§ **To do**: These entries are to be set down again exactly.

§ **Dataset content**:

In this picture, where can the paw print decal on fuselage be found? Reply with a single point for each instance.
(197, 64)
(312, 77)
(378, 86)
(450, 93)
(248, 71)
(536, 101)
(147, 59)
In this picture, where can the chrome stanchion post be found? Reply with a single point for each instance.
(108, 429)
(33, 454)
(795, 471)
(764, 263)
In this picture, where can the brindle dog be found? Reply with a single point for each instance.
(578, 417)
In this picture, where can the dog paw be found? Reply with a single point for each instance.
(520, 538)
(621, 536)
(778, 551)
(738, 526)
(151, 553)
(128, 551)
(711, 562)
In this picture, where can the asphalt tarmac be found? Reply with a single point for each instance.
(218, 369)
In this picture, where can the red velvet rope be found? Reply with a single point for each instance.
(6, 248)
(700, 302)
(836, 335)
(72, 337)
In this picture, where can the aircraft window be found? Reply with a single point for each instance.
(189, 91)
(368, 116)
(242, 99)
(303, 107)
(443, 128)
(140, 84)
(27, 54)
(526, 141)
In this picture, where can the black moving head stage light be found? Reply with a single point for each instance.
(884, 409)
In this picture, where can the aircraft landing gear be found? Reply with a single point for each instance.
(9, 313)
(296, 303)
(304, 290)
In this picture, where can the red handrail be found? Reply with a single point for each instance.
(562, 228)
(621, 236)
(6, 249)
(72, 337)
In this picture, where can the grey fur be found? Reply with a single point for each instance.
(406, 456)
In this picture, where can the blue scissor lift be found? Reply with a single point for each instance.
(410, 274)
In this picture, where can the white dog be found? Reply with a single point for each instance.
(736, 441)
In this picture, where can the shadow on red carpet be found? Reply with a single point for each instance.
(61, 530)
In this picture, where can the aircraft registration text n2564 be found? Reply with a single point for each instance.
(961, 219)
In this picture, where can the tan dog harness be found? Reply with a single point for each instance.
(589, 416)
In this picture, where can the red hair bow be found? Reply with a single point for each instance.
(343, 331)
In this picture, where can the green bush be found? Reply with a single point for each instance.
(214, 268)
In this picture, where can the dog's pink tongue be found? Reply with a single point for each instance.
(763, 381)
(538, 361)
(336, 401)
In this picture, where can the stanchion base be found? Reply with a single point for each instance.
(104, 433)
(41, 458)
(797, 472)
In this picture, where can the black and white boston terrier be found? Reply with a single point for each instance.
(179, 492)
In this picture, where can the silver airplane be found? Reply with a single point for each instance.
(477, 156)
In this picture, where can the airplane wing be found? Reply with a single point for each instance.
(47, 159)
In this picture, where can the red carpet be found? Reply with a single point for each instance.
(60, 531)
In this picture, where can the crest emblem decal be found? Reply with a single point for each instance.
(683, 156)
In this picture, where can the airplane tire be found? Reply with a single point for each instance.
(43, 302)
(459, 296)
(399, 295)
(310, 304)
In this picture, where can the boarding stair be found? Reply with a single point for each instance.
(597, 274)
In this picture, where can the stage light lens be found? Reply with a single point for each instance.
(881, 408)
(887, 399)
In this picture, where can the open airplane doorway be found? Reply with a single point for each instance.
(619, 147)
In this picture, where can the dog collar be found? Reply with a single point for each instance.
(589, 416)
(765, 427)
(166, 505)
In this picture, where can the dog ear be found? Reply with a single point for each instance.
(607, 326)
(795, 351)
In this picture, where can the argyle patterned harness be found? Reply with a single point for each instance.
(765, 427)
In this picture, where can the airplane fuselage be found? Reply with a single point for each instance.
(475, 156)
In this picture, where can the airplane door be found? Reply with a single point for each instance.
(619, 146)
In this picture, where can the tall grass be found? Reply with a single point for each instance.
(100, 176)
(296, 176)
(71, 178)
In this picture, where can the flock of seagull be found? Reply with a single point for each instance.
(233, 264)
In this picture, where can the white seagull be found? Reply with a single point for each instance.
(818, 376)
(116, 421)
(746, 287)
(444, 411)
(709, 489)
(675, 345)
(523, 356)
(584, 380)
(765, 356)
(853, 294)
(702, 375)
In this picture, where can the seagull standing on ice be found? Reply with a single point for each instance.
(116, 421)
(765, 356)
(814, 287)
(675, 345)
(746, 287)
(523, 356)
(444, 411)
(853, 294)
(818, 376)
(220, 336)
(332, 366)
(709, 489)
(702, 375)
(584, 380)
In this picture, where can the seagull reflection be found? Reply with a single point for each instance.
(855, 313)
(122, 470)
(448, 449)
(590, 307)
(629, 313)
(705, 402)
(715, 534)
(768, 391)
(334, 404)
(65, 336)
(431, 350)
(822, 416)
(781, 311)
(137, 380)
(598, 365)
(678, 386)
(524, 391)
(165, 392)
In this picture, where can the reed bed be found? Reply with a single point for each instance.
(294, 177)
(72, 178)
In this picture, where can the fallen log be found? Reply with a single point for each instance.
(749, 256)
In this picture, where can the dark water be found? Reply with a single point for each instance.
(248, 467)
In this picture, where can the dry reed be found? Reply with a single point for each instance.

§ **Worked solution**:
In this picture, where can the paw print decal on fuselage be found? Reply with a single point for each instance.
(197, 64)
(312, 77)
(378, 86)
(450, 93)
(248, 71)
(536, 101)
(147, 59)
In this picture, where can the chrome stanchion post be found? Reply with a single point for each instance.
(108, 429)
(33, 454)
(795, 471)
(764, 263)
In this picture, where can the brindle dog be found? Reply with a single point for each instance.
(578, 417)
In this picture, where can the dog paw be found? Reply with a single point for each instance.
(520, 538)
(621, 536)
(778, 551)
(738, 526)
(151, 553)
(128, 551)
(711, 562)
In this picture, where can the asphalt tarmac be found? Reply with a single point for each instance.
(218, 369)
In this picture, where can the red velvet rope be found? Reply with a single point for each instance.
(6, 248)
(700, 302)
(836, 335)
(72, 337)
In this picture, where can the aircraft window be found? Reply with a single point for each instance.
(189, 91)
(368, 116)
(242, 99)
(303, 107)
(443, 128)
(140, 84)
(27, 54)
(526, 141)
In this picture, where can the black moving head stage light be found? Reply with a single point for each instance.
(884, 409)
In this picture, where can the aircraft landing gear be found? Reply with a single point for each instance.
(9, 313)
(296, 303)
(304, 290)
In this picture, where can the red handrail be found? Reply with a single point for each instance.
(562, 228)
(621, 236)
(6, 249)
(72, 337)
In this picture, where can the grey fur be found? Reply with a single point for each instance.
(406, 456)
In this picture, where can the blue scissor lift be found? Reply with a single point for each instance.
(410, 274)
In this picture, where can the white dog be found? Reply with a single point for each instance.
(736, 441)
In this picture, where can the shadow on red carpet be found? Reply with a single point for each instance.
(61, 530)
In this picture, where can the aircraft registration text n2564 be found? Reply with a single point for each instance.
(961, 219)
In this picture, where can the tan dog harness be found? Reply with a single point for each instance.
(589, 416)
In this picture, where can the red hair bow be found? Reply with a single point for each instance.
(343, 331)
In this picture, where can the green bush be found? Reply with a single point for each instance.
(214, 268)
In this picture, where can the dog's pink tongue be found? Reply with a single point for each instance.
(763, 381)
(538, 361)
(336, 401)
In this picture, where can the stanchion base be found? Reply with a single point for each instance.
(104, 433)
(41, 458)
(797, 472)
In this picture, where can the black and white boston terrier be found? Reply with a single point for each instance.
(179, 492)
In this picture, where can the silver airplane be found? Reply with a single point for each instance.
(477, 156)
In this picture, where can the airplane wing be found? Reply with a single point for each instance.
(47, 159)
In this picture, where can the red carpet be found? Reply with a single point for each instance.
(60, 531)
In this picture, where can the crest emblem decal be found? Reply with a single point for each instance.
(683, 156)
In this picture, where can the airplane tire be found? Reply with a single point for each instance.
(43, 302)
(459, 296)
(399, 295)
(310, 304)
In this picture, where can the boarding stair be found? Reply with a single point for each instance.
(597, 274)
In this picture, where can the stage light lens be found? Reply with a single point for each instance.
(881, 408)
(887, 399)
In this picture, where can the open airplane doorway be found? Reply with a single point for each instance.
(619, 147)
In this picture, where can the dog collar be found? Reply with a single point for each instance.
(589, 416)
(765, 427)
(166, 505)
In this picture, where can the dog ear be found? Reply with a single point for each instance.
(607, 326)
(795, 351)
In this picture, where can the argyle patterned harness be found? Reply with a single point for each instance.
(765, 427)
In this picture, where can the airplane fuselage be found? Reply with a single point for each instance.
(475, 156)
In this picture, where can the airplane door be found? Reply with a single point for each instance.
(619, 146)
In this picture, where can the tall grass be found? Reply with a single point for each instance.
(100, 176)
(296, 176)
(71, 178)
In this picture, where can the flock of seagull be found? Reply with a single point for each instance.
(233, 264)
In this picture, where can the white seagull be found? Reply with a single point for each instance.
(818, 376)
(116, 421)
(746, 287)
(444, 411)
(709, 489)
(675, 345)
(523, 356)
(584, 380)
(765, 356)
(853, 294)
(702, 375)
In this picture, where can the seagull standing on ice be found? Reply with a single point for each instance.
(116, 421)
(765, 356)
(814, 287)
(675, 345)
(746, 287)
(523, 356)
(444, 411)
(853, 294)
(818, 376)
(220, 336)
(332, 366)
(709, 489)
(702, 375)
(584, 380)
In this picture, where can the seagull reflection be found? Reply with a single point for each instance.
(855, 313)
(122, 470)
(448, 449)
(590, 307)
(629, 313)
(705, 402)
(715, 534)
(768, 391)
(334, 404)
(65, 336)
(431, 350)
(822, 416)
(781, 311)
(137, 380)
(598, 365)
(678, 386)
(524, 391)
(165, 392)
In this picture, where can the reed bed be found? Reply with a single point for each instance.
(294, 177)
(72, 178)
In this picture, where can the fallen log be found? Reply with a single point for each instance.
(749, 256)
In this picture, where can the dark water be found? Reply with a single point for each instance.
(248, 467)
In this picture, where can the dry reed be found? Reply with a single point for each instance.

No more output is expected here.